Quote each line of the material verbatim, without the pictures.

>> START

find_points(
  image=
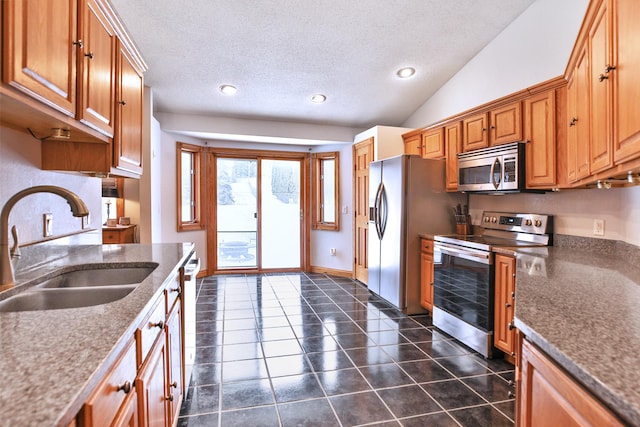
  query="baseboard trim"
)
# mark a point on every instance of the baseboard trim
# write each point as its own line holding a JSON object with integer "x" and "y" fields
{"x": 332, "y": 271}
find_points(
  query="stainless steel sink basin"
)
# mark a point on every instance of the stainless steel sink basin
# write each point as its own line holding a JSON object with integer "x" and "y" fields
{"x": 52, "y": 299}
{"x": 100, "y": 276}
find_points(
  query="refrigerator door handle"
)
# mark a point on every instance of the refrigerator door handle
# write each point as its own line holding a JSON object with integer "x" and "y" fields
{"x": 376, "y": 208}
{"x": 383, "y": 211}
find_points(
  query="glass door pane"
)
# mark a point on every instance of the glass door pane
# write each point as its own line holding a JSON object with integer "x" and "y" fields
{"x": 237, "y": 208}
{"x": 280, "y": 213}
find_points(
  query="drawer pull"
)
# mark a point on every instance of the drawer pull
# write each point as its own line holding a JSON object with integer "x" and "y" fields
{"x": 160, "y": 324}
{"x": 126, "y": 387}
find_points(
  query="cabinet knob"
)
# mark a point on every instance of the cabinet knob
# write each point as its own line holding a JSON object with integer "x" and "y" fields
{"x": 160, "y": 325}
{"x": 126, "y": 387}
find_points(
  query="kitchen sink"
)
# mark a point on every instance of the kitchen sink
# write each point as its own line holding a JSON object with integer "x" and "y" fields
{"x": 53, "y": 299}
{"x": 84, "y": 286}
{"x": 103, "y": 275}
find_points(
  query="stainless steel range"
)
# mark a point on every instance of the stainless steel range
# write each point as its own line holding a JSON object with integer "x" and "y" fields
{"x": 464, "y": 274}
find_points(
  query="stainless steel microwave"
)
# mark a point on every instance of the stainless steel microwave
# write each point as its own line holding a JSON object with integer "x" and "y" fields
{"x": 494, "y": 169}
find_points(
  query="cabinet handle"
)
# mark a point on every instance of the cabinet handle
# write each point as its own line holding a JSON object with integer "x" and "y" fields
{"x": 160, "y": 324}
{"x": 126, "y": 387}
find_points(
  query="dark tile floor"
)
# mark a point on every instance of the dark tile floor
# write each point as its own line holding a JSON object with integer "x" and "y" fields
{"x": 313, "y": 350}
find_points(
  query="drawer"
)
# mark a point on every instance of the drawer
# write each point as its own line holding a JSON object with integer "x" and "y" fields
{"x": 148, "y": 331}
{"x": 111, "y": 237}
{"x": 107, "y": 399}
{"x": 172, "y": 293}
{"x": 426, "y": 245}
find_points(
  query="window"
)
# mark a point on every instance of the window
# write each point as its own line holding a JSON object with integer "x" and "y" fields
{"x": 188, "y": 188}
{"x": 326, "y": 191}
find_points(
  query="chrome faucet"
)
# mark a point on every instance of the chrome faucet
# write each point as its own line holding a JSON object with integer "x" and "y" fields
{"x": 78, "y": 208}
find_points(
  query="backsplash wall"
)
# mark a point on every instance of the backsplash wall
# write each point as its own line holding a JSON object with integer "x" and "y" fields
{"x": 20, "y": 168}
{"x": 574, "y": 210}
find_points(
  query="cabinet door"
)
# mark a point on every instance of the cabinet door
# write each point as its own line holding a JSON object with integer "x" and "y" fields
{"x": 474, "y": 132}
{"x": 540, "y": 131}
{"x": 174, "y": 365}
{"x": 97, "y": 70}
{"x": 505, "y": 124}
{"x": 547, "y": 396}
{"x": 151, "y": 384}
{"x": 413, "y": 144}
{"x": 426, "y": 274}
{"x": 433, "y": 143}
{"x": 505, "y": 286}
{"x": 453, "y": 146}
{"x": 127, "y": 143}
{"x": 626, "y": 90}
{"x": 600, "y": 147}
{"x": 38, "y": 50}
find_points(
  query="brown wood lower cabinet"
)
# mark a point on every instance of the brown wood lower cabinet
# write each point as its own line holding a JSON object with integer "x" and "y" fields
{"x": 548, "y": 396}
{"x": 426, "y": 273}
{"x": 144, "y": 387}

>> END

### [Output of the task]
find_points(
  image=
  query="baseboard trim"
)
# mark a point on every instance of the baseboard trim
# write each point as its own line holding a JSON object with integer "x" and "y" fields
{"x": 332, "y": 271}
find_points(
  query="stainless steel sink basin"
)
# mark a point on every instance of the stainless steel sink basin
# write each point as its own line holding a JSON object with integer "x" and "y" fields
{"x": 52, "y": 299}
{"x": 100, "y": 276}
find_points(
  query="refrigerator door handle"
)
# mark a point on every instance of the refrigerator door handle
# write each point as its own line holding a JSON object with integer "x" and "y" fields
{"x": 376, "y": 208}
{"x": 383, "y": 211}
find_points(
  query="glass door pane"
)
# mark a point on every instance of the glass door pane
# write each point as its own line holding a JSON object with integer "x" and "y" fields
{"x": 237, "y": 208}
{"x": 280, "y": 213}
find_points(
  query="drawer pull"
)
# mark a point on every instance of the drawer pull
# write each point as its own line holding a JSON object with integer "x" and "y" fields
{"x": 160, "y": 324}
{"x": 126, "y": 387}
find_points(
  query="cabinet knob"
)
# mark a point on every instance of the cabinet knob
# write each point as its own line holding a JSON object with integer "x" and "y" fields
{"x": 160, "y": 325}
{"x": 126, "y": 387}
find_points(
  query="kitchen sink"
)
# mark a point on every instance of the kitchen sink
# write each point as its own line holding a JSON object with integer "x" and "y" fields
{"x": 53, "y": 299}
{"x": 84, "y": 286}
{"x": 103, "y": 275}
find_points(
  query="stainless steel range"
)
# mark a point on every instance of the stainless steel range
# write each point as its own line holding a JSON object with integer "x" and "y" fields
{"x": 464, "y": 274}
find_points(
  query="stainless steel microwave"
)
# mark a point on every instance of the stainless steel microwave
# write each point as its own line holding a JSON object with integer "x" and "y" fields
{"x": 494, "y": 169}
find_points(
  query="cabinet handle"
)
# mark a point on every instance of the cabinet handle
# write each point as its own line holding a JSON object with integer "x" and "y" fields
{"x": 160, "y": 324}
{"x": 126, "y": 387}
find_points(
  query="dark tile floor"
)
# mark a point on every instance of the dark tile floor
# write each point as its own line holding a JSON object with integer "x" and "y" fields
{"x": 313, "y": 350}
find_points(
  query="drawer"
)
# mark a point on every instance of the drawer
# write each point as its own line holding a JSON object with integer "x" and "y" fields
{"x": 148, "y": 331}
{"x": 111, "y": 237}
{"x": 107, "y": 399}
{"x": 172, "y": 293}
{"x": 426, "y": 245}
find_points(
  query="window"
)
# mark a point on every instance of the window
# write each point as its own line holding a JSON object with integer "x" and "y" fields
{"x": 188, "y": 188}
{"x": 326, "y": 191}
find_points(
  query="chrome faucet"
)
# mark a point on every instance of the chrome faucet
# write each point as its own line holding a JSON object with integer "x" and "y" fields
{"x": 78, "y": 208}
find_points(
  query="backsplash wall"
)
# mark a point on every instance of the backsplash wall
# write each point as its own line holding a JSON object with integer "x" and "y" fields
{"x": 20, "y": 168}
{"x": 574, "y": 210}
find_points(
  query="cabinet door"
)
# mark a point on every instance of the cabinet door
# write each point as its own line holding a JSON object with integer "x" and "y" fields
{"x": 474, "y": 132}
{"x": 540, "y": 131}
{"x": 174, "y": 365}
{"x": 97, "y": 70}
{"x": 505, "y": 124}
{"x": 547, "y": 396}
{"x": 151, "y": 384}
{"x": 413, "y": 144}
{"x": 426, "y": 274}
{"x": 433, "y": 143}
{"x": 505, "y": 286}
{"x": 453, "y": 146}
{"x": 127, "y": 143}
{"x": 626, "y": 90}
{"x": 600, "y": 147}
{"x": 38, "y": 50}
find_points(
  query="brown wood lower cabinet"
)
# mark a point on every instance of the brown wood lower cabinet
# write each point as its own line holding a JSON object with integer "x" and "y" fields
{"x": 548, "y": 396}
{"x": 426, "y": 273}
{"x": 144, "y": 387}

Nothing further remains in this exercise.